=== 出典 ===
+++

おとぎ話のようなチンクエ・テッレ、その近郊で生産されるワイン
チンクエ・テッレは、イタリア北部、ジェノヴァを州都とするリグーリア州にあります。
この地にブドウの木を海路によって持ち込んだのは、古代のギリシア人たちでした。古代ローマの時代には、博物学者のプリニウスが「ルーニ(リグーリアの一都市)のワインはエトルリア産のものの中では最高品質」と著述しています。当時から、チンクエ・テッレ周辺のワインの美味は有名であったのです。
中世になると、海洋都市ジェノヴァを擁するリグーリア州は交易の拠点として栄えます。物品や人の流れに刺激され、ブドウやオリーブの栽培も技術が向上します。急斜面のブドウ畑も、海からの暴風雨を妨げるための壁によって守られ、棚田状の果樹園が完備され、肥沃な土壌を生かした栽培が始まったのです。

+++

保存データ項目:
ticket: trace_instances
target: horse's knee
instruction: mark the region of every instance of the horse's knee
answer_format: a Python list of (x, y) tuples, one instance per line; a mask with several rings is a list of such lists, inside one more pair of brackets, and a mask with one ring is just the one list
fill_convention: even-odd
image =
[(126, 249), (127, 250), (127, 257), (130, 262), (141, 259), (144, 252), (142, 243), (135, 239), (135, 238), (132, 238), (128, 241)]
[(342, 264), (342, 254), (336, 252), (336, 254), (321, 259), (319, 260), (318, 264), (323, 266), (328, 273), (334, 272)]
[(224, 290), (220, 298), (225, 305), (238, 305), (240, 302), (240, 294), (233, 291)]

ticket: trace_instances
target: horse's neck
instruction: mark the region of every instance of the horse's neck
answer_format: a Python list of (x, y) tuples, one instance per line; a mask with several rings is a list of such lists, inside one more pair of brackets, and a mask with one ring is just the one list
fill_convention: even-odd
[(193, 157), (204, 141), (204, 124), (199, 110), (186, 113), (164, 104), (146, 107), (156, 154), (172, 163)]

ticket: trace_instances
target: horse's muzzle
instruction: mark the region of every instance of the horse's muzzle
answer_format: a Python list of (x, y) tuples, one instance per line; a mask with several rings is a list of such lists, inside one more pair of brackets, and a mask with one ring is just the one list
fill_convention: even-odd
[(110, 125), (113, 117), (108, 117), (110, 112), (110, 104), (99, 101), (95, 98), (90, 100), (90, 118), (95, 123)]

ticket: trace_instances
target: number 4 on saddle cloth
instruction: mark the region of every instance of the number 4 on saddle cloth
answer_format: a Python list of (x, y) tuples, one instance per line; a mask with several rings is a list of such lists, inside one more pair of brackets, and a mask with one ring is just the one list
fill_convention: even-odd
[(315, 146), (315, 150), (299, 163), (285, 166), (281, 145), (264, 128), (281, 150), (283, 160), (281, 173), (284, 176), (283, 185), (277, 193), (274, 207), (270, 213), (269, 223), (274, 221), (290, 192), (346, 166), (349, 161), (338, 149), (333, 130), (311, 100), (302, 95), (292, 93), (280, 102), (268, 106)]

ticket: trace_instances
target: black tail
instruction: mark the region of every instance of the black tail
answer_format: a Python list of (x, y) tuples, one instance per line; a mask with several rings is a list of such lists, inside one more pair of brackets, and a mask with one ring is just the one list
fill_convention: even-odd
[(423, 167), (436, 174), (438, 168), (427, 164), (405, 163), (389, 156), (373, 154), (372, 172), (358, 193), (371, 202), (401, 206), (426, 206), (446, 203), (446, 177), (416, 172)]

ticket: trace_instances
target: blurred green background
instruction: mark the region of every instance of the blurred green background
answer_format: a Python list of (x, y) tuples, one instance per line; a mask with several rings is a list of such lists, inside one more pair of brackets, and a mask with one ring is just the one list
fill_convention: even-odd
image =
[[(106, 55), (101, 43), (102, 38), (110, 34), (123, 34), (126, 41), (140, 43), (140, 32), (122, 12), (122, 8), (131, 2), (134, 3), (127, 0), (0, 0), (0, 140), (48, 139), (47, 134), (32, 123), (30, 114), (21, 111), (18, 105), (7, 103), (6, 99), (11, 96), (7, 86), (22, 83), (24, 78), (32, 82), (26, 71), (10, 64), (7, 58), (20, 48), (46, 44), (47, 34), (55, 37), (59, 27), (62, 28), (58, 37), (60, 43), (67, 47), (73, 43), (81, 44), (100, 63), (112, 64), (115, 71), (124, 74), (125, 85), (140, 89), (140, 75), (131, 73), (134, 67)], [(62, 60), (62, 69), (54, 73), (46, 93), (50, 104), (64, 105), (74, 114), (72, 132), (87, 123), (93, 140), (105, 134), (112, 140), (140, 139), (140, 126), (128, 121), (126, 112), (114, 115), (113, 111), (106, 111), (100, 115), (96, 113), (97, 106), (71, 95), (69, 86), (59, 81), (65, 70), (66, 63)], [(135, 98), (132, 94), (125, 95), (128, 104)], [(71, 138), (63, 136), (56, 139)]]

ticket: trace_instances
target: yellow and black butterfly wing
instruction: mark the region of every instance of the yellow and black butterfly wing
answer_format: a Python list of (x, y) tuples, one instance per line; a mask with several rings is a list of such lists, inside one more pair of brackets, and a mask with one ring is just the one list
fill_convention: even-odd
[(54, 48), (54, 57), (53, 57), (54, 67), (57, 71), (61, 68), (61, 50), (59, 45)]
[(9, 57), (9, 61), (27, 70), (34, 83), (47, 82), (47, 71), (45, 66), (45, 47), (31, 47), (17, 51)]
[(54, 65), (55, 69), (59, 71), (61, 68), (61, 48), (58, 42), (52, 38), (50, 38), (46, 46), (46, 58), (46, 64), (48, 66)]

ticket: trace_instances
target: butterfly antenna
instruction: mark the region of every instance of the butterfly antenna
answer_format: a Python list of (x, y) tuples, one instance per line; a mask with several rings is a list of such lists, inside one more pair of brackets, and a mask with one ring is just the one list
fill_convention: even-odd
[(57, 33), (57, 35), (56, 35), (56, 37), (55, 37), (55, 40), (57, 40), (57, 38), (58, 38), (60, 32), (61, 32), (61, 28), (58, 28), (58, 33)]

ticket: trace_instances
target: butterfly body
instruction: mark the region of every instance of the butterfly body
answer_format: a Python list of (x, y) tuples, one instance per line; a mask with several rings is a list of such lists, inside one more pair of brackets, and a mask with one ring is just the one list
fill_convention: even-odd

+++

=== 課題 ===
1 – 出典の「中世になると」で始まる段落を、主な事実を残して箇条書きにまとめてください。
2 – 出典の「チンクエ・テッレは、イタリア北部、ジェノヴァを州都とするリグーリア州にあります。」を英語に訳してください。

=== 解答 ===
1 –
- 中世、海洋都市ジェノヴァを擁するリグーリア州は交易の拠点として栄えた。
- 物品や人の流れに刺激され、ブドウやオリーブの栽培技術が向上した。
- 急斜面のブドウ畑は、海からの暴風雨を妨げる壁で守られた。
- 棚田状の果樹園が完備され、肥沃な土壌を生かした栽培が始まった。

2 – Cinque Terre is in Liguria, a region in northern Italy whose capital is Genoa.